**Stated goal A**
Retype the risks excerpt between "- Financial risk" and "likely uninsured liabilities.", inclusive.

The nature of the principal risks and uncertainties faced by the Group have not changed significantly since the 2016 Report and Accounts was published.  These risks, together with a description of the approach to mitigate them, are set out on pages 11 to 13 of the 2016 Report and Accounts (available on the Group's website at www.rpsgroup.com) and are summarised as follows:

 

- Economic environment

- Retention of key personnel

- Business acquisitions

- Political events

- Environmental and health risks

- Information systems

- Health and safety

- Market position and reputation

- Claims and Litigation

- Compliance

- Funding

- Financial risk management

 

From time to time the Group receives claims from clients and suppliers.  Some of these result in payments to the claimants by the Group and its insurers.  The Board reviews all significant claims at each Board meeting and more regularly if required.  The Board is currently satisfied that the Group has sufficient provisions in its balance sheet to meet all likely uninsured liabilities.

 

The Board keeps under review the potential effect of economic circumstances. The decision of the UK to leave the EU has created uncertainty, although it is too early to say what the overall impact on the Group will be.

 

 

16Related party transactions

 

There are no significant changes to the nature and treatment of related party transactions for the period to those reported in the 2016 Report and Accounts.

**Stated goal B**
Rewrite every line of the entries below, with 27 added to each box coordinate. Leave out the pictures.

(Region annotation entries)
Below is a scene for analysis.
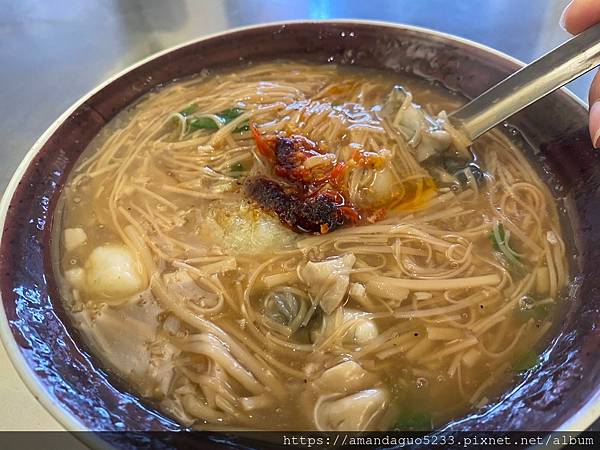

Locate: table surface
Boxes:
[0,0,591,430]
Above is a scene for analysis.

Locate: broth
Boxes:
[54,61,568,430]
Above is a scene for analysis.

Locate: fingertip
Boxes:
[558,0,573,32]
[589,101,600,148]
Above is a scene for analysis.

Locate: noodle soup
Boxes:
[54,61,568,430]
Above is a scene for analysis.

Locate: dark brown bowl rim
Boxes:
[0,19,600,434]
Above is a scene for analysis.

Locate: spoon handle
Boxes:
[448,24,600,140]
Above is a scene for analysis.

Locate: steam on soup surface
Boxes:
[55,62,568,430]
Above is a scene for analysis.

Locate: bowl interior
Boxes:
[0,22,600,440]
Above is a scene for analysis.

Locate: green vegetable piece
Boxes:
[512,350,542,372]
[394,411,433,431]
[188,117,219,131]
[179,103,198,117]
[489,223,506,252]
[188,108,245,132]
[233,120,250,133]
[217,108,244,123]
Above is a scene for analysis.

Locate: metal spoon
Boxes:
[448,24,600,141]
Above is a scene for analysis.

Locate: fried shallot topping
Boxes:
[244,176,359,234]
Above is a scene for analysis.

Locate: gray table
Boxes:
[0,0,590,429]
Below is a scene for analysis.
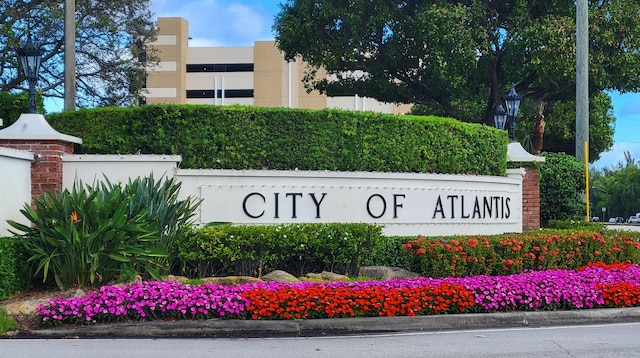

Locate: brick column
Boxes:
[0,113,82,200]
[522,166,540,231]
[0,139,73,200]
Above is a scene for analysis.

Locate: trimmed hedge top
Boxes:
[47,105,508,175]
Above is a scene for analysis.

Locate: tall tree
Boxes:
[274,0,640,158]
[0,0,157,107]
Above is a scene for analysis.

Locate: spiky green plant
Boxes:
[9,177,199,288]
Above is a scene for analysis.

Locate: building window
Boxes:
[187,63,253,72]
[187,89,253,98]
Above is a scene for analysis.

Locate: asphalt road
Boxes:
[0,322,640,358]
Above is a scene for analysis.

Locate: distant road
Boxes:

**Right answer A**
- Financial risk management

 

From time to time the Group receives claims from clients and suppliers.  Some of these result in payments to the claimants by the Group and its insurers.  The Board reviews all significant claims at each Board meeting and more regularly if required.  The Board is currently satisfied that the Group has sufficient provisions in its balance sheet to meet all likely uninsured liabilities.

**Right answer B**
Below is a scene for analysis.

Locate: table surface
Boxes:
[27,27,618,457]
Above is a scene for analysis.

Locate: broth
Boxes:
[81,88,595,457]
Above is a scene for analysis.

Locate: fingertip
Boxes:
[585,27,600,59]
[616,128,627,175]
Above is a scene for analysis.

Locate: noodle soup
Boxes:
[81,88,595,457]
Above is a scene for analysis.

Locate: dark brown bowl rim
Boxes:
[27,46,627,461]
Above is a scene for analysis.

Locate: spoon handle
Boxes:
[475,51,627,167]
Above is a scene for analysis.

Locate: steam on soup surface
Boxes:
[82,89,595,457]
Above is a scene for analysis.

Locate: bowl interior
Boxes:
[27,49,627,467]
Above is a scene for analysis.

Locate: green vegetable piece
Boxes:
[539,377,569,399]
[421,438,460,458]
[215,144,246,158]
[206,130,225,144]
[516,250,533,279]
[215,135,272,159]
[260,147,277,160]
[244,135,271,150]
Above is a scene for analysis.

Locate: metal spoon
Boxes:
[475,51,627,168]
Above is a scene for analysis.

Locate: fried shallot topping
Boxes:
[271,203,386,261]
Above is a scene for analysis.

Locate: gray table
Boxes:
[27,27,617,456]
Below is a scene for analysis.

Locate: brick column
Boxes:
[27,140,109,227]
[549,193,567,258]
[27,166,100,227]
Above is a scene for analysis.

Locate: trimmed hedge top
Boxes:
[74,132,535,202]
Above is a scene for analysis.

Locate: tall tree
Boxes:
[301,27,667,185]
[27,27,184,134]
Above is a scene for analysis.

Locate: spiky green plant
Boxes:
[36,204,226,315]
Above is a scene for analysis.

Locate: building window
Boxes:
[214,90,280,99]
[214,116,280,125]
Above is a scene for analysis.

Locate: asphalt road
Boxes:
[27,349,667,385]
Above is a scene for analysis.

Locate: distant road
Boxes:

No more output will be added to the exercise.